Set down, unchanged, the lines that start at the one containing "Pick out the green sunglasses." and run through the last line.

==============================

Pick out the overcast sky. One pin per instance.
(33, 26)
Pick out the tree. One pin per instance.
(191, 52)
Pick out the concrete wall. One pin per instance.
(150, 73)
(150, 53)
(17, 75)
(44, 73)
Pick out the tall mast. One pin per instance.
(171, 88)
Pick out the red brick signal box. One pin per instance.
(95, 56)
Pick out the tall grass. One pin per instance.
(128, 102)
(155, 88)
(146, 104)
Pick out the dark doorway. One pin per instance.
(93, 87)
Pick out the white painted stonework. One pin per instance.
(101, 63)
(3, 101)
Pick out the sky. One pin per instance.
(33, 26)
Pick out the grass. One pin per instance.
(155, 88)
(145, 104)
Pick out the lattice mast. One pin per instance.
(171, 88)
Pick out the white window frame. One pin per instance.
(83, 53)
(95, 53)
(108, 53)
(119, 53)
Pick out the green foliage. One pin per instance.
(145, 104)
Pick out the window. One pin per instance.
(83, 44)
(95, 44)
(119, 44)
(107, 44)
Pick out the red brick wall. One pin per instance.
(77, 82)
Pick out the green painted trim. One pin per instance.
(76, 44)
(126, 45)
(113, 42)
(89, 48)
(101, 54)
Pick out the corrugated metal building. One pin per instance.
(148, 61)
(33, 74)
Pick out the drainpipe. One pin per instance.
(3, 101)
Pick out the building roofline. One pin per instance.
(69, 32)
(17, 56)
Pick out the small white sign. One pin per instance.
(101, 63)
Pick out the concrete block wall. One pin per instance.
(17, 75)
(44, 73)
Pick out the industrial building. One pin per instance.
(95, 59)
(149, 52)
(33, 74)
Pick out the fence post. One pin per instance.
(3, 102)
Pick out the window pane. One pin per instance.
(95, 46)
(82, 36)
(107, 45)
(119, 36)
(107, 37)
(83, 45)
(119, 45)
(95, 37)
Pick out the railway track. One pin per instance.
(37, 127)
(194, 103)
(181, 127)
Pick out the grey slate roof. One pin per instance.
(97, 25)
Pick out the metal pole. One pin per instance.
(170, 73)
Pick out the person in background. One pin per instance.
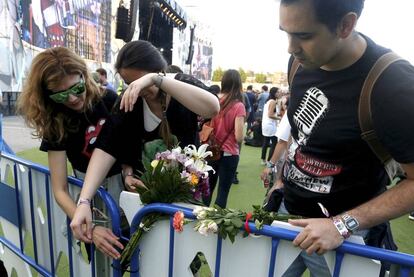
(153, 107)
(103, 79)
(273, 169)
(67, 110)
(249, 110)
(173, 69)
(215, 89)
(261, 100)
(252, 99)
(328, 161)
(269, 125)
(228, 131)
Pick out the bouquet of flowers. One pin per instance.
(176, 175)
(229, 222)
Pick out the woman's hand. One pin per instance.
(81, 223)
(134, 90)
(131, 183)
(105, 240)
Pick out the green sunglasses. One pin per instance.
(63, 96)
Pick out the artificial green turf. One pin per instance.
(250, 192)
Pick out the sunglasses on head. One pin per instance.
(63, 96)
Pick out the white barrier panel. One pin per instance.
(245, 257)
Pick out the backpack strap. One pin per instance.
(293, 68)
(364, 109)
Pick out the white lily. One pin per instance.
(202, 166)
(199, 153)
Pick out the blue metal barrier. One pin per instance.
(4, 212)
(406, 261)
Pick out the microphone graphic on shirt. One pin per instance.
(310, 112)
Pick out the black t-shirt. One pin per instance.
(124, 135)
(79, 144)
(328, 162)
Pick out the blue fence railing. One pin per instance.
(405, 261)
(12, 200)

==============================

• **EXERCISE ANSWER**
Pick out the green sunglasses. One pin per instance.
(63, 96)
Pick out the artificial green turf. One pin per instance.
(250, 192)
Pick out the sunglasses on head. One pin per instance.
(63, 96)
Pick out the white barrier panel. One pin per instance.
(245, 257)
Pick out the backpack strap. One pin per instance.
(293, 68)
(364, 109)
Pick out the white lily. One pin per instance.
(202, 166)
(199, 153)
Pick out the blue metal barrier. One pin per instance.
(4, 212)
(406, 261)
Pick out the microphone graphic on shirt. One pin per instance.
(310, 112)
Pick out the black t-shirt. One pin per instance.
(124, 135)
(79, 144)
(328, 162)
Pick out the blue fence railing. One pin per instance.
(405, 261)
(12, 200)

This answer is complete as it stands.